Look through the data below for the line with "Target: curved swan neck" and the line with "Check that each instance of the sunlight", then output those two and all lines in between, exactly as written.

* _RECORD EXTRACTS_:
== == ==

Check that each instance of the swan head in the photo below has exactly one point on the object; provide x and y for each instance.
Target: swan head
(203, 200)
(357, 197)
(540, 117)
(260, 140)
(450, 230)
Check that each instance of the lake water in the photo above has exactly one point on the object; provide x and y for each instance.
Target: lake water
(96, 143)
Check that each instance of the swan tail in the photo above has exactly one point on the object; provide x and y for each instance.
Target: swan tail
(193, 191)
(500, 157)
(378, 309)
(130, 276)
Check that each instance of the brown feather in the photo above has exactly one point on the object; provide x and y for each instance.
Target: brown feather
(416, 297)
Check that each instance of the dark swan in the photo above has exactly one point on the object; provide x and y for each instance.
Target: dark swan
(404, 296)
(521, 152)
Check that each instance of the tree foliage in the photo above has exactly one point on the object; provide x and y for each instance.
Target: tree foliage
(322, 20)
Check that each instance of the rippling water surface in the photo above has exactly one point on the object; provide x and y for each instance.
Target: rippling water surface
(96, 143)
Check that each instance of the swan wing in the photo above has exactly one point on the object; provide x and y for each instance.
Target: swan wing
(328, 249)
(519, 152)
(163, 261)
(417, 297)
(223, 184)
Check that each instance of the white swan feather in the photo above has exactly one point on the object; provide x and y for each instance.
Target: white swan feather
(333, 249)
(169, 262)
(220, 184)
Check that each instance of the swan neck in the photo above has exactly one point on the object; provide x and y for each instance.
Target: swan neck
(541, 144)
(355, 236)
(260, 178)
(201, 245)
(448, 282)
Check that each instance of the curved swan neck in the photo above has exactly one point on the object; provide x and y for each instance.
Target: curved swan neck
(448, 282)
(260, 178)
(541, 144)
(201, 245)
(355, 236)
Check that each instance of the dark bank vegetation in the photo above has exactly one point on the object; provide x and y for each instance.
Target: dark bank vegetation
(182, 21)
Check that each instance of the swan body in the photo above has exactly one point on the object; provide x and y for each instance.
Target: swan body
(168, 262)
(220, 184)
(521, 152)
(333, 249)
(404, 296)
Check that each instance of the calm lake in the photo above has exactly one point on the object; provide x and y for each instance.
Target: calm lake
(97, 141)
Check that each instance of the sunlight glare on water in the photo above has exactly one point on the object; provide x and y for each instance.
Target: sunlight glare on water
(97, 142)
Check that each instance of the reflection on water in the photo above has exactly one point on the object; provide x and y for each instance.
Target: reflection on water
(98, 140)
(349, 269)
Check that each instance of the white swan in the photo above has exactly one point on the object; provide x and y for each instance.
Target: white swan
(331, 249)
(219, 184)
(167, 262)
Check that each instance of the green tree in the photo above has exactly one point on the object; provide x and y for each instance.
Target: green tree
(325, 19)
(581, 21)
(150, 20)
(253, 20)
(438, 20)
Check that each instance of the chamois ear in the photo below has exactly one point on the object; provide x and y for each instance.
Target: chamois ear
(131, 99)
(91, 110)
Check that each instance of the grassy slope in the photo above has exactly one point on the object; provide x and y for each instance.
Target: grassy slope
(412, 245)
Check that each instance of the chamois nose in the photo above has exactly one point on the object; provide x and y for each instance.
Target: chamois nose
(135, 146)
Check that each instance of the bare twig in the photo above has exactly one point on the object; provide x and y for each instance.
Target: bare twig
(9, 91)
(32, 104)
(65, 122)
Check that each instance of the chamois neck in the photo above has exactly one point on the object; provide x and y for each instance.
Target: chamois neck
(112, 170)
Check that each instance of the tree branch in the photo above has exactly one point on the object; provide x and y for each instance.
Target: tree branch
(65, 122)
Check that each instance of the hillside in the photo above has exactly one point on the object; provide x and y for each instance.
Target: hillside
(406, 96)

== == ==

* _OUTPUT FOR THIS EXERCISE_:
Target: curved swan neck
(448, 282)
(260, 178)
(541, 144)
(201, 245)
(355, 236)
Check that each instance of the dark bank vegetation in the photo above has exactly one point on the object; provide x and y for each instance.
Target: dark bank vegetation
(182, 21)
Check that each instance of the swan body in the photo above has exactly one point on the object; provide x and y for each instance.
Target: swan body
(168, 262)
(220, 184)
(521, 152)
(333, 249)
(404, 296)
Check that each instance of the calm lake in the photo above has exactly one point on the object; provide x and y for each instance.
Target: calm lake
(97, 141)
Check that each instance of the sunlight glare on water in the photo above has exactly one point on the object; provide x and y for each instance.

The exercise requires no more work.